EXERCISE: The lines to be set down run from the line containing "Check that every instance of the small sign" through the final line of the data below; print them exactly and print nothing else.

begin EXTRACTED MATERIAL

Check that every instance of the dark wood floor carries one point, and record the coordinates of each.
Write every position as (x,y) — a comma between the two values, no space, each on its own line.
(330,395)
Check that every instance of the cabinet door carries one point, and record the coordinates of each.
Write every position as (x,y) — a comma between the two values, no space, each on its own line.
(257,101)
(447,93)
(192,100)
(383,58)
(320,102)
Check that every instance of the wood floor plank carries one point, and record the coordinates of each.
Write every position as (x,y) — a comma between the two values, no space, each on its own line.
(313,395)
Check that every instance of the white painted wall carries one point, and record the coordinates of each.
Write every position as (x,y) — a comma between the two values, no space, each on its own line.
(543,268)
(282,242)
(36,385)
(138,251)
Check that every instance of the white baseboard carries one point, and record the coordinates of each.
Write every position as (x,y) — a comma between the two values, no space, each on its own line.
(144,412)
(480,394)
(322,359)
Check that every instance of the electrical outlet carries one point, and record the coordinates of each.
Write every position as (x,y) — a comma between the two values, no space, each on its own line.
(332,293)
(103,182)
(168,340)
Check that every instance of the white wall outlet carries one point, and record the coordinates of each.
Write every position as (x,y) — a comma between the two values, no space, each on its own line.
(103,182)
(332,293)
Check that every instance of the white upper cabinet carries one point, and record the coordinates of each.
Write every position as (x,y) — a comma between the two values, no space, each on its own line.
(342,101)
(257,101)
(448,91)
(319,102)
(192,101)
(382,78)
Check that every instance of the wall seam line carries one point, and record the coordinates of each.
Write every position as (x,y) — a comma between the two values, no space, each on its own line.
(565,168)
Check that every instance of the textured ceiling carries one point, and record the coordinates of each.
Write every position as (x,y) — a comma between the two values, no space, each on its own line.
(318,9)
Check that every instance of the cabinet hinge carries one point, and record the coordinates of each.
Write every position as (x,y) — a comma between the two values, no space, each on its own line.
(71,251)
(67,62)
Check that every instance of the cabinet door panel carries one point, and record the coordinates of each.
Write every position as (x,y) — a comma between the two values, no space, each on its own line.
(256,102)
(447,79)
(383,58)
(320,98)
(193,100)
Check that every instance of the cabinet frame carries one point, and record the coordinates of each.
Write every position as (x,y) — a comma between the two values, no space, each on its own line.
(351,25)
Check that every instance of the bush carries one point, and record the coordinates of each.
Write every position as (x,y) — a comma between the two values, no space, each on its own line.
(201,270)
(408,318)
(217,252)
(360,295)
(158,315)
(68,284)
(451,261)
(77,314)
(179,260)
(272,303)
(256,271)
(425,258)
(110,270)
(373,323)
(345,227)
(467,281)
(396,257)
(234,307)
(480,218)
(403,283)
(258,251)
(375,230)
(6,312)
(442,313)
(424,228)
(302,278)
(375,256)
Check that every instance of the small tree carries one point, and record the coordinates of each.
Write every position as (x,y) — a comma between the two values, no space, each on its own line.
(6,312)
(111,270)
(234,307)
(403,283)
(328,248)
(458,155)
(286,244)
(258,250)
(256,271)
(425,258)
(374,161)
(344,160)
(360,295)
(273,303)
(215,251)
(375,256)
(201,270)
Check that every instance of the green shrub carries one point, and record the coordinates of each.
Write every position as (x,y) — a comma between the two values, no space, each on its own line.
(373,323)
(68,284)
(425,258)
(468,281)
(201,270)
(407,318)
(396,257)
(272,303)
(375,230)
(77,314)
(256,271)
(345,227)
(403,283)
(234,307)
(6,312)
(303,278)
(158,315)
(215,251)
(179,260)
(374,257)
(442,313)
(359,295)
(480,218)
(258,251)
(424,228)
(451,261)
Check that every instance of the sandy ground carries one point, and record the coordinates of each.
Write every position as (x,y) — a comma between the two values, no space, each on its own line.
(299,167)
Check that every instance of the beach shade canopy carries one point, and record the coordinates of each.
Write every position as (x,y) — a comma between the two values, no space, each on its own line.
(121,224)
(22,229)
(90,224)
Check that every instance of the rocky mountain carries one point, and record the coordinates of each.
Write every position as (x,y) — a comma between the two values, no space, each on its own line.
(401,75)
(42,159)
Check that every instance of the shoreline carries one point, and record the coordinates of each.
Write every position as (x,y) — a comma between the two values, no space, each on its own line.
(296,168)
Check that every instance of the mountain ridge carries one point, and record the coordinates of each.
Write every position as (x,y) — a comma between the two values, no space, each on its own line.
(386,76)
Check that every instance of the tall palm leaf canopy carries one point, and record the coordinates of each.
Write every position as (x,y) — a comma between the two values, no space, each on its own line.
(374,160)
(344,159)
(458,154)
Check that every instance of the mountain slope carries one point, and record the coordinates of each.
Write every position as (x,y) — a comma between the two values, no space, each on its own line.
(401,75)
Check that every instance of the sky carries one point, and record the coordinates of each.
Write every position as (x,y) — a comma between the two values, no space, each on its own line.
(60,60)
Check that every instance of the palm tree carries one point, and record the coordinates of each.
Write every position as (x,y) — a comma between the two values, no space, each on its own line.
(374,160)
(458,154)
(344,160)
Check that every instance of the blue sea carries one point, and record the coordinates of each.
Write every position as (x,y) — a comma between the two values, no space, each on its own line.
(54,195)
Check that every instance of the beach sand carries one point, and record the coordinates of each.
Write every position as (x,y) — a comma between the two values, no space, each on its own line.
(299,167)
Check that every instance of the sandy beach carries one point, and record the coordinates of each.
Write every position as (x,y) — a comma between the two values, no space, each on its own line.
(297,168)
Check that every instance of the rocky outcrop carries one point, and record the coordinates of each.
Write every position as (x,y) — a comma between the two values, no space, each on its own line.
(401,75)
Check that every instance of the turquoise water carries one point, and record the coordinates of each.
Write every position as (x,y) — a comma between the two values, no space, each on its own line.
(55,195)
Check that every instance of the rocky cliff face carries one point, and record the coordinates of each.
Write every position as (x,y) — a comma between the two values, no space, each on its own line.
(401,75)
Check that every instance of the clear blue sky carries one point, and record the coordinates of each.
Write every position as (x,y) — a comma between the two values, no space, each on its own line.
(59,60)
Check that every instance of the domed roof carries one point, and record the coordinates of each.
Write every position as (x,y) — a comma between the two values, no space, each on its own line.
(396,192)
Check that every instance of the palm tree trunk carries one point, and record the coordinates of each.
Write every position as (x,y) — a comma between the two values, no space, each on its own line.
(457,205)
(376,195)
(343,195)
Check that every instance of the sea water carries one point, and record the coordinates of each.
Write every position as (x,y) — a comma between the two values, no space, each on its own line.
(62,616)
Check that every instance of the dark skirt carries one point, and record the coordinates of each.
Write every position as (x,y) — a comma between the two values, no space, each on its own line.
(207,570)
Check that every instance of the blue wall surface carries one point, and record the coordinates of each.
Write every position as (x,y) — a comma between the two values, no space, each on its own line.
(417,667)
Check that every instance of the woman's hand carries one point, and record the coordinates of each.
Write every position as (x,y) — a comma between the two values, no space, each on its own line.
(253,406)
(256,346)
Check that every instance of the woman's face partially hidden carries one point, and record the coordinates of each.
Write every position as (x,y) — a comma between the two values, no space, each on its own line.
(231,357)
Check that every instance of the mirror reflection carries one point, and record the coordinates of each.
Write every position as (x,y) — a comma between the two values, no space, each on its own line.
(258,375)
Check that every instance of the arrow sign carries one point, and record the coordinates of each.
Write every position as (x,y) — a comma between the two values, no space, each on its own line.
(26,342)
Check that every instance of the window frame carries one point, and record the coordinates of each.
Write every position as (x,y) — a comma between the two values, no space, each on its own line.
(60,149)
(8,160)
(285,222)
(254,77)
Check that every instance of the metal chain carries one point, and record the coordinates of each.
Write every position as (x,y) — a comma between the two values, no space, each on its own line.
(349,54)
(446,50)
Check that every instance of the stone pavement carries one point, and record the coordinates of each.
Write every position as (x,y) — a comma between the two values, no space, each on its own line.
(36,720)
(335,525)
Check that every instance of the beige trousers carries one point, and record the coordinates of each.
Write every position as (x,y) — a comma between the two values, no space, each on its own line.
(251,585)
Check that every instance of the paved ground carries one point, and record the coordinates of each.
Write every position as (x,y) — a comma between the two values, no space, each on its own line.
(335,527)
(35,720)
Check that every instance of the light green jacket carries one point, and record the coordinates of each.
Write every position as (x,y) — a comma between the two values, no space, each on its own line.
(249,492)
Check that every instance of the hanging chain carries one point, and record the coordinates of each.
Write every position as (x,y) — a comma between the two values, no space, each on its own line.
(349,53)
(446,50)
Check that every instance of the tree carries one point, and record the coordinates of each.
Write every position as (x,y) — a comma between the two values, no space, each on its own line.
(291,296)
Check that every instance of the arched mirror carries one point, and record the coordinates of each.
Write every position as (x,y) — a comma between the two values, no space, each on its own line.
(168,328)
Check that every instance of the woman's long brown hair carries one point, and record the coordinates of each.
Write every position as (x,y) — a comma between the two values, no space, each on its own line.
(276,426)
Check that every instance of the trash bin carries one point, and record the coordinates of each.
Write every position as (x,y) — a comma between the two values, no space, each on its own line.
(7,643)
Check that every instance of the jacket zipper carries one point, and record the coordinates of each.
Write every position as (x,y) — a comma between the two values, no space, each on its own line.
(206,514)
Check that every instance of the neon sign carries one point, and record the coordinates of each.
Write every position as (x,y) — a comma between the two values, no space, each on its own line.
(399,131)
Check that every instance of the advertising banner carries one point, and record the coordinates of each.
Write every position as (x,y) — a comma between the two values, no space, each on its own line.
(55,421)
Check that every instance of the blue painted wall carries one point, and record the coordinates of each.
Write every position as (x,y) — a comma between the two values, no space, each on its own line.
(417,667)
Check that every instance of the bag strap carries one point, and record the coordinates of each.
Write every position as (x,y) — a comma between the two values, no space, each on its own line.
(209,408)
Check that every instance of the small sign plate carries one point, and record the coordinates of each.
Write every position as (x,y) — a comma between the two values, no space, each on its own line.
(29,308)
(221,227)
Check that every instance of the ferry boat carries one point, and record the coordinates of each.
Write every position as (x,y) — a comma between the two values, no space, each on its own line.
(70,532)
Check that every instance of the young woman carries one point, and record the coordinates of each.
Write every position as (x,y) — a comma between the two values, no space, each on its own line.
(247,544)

end EXTRACTED MATERIAL

RESPONSE FOR THIS EXERCISE:
Check that every instance of the small sign plate carries one point, and record the coordinates of each.
Write every position as (x,y) — a comma between the two values, no space, each on its own line.
(29,308)
(221,227)
Check that every instance of the ferry boat carries one point, and record the coordinates of each.
Write every position as (x,y) — a comma between the two values, no space, each on its own line.
(70,532)
Check that every instance of the young woman carries one point, and record the coordinates of each.
Write every position as (x,y) — a comma between the two values, no space, each on its own line.
(247,544)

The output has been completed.